= QUOTED PASSAGE =
***
The 2013 TSR Units become vested based on our relative total stockholder return over a three-year performance period consisting of calendar years 2013-2015 measured against the same group of companies, except that Cogdell Spencer, Duke Realty Corp, First Potomac Realty, and Lexington Realty Trust were removed and CoreSite Realty, Healthcare Trust of America, Hudson Pacific Properties, and STAG Industrial were added. Cogdell Spencer was removed because it was acquired by Ventas in 2012, and Duke Realty Corp, First Potomac Realty, and Lexington Realty Trust were each removed because they
were reclassified in the last year as diversified REITs. The new publicly traded REITs were added to replace the companies that were removed.
***
= DATA EXTRACT =
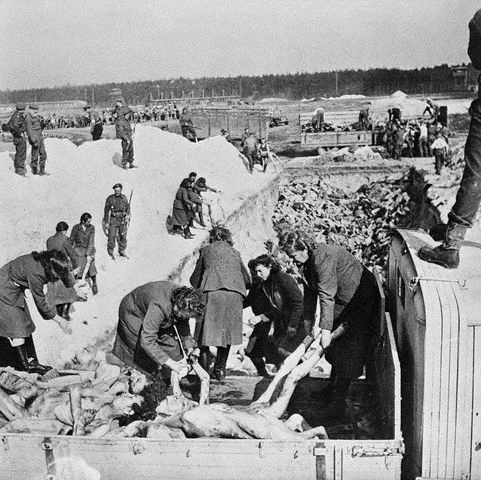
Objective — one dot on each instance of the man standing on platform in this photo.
***
= WHAT TO DO =
Reproduce the passage on the 2013 TSR Units word for word, in full. The material shown after the passage on the 2013 TSR Units is separate from that passage.

= ANSWER BELOW =
The 2013 TSR Units become vested based on our relative total stockholder return over a three-year performance period consisting of calendar years 2013-2015 measured against the same group of companies, except that Cogdell Spencer, Duke Realty Corp, First Potomac Realty, and Lexington Realty Trust were removed and CoreSite Realty, Healthcare Trust of America, Hudson Pacific Properties, and STAG Industrial were added. Cogdell Spencer was removed because it was acquired by Ventas in 2012, and Duke Realty Corp, First Potomac Realty, and Lexington Realty Trust were each removed because they
were reclassified in the last year as diversified REITs. The new publicly traded REITs were added to replace the companies that were removed.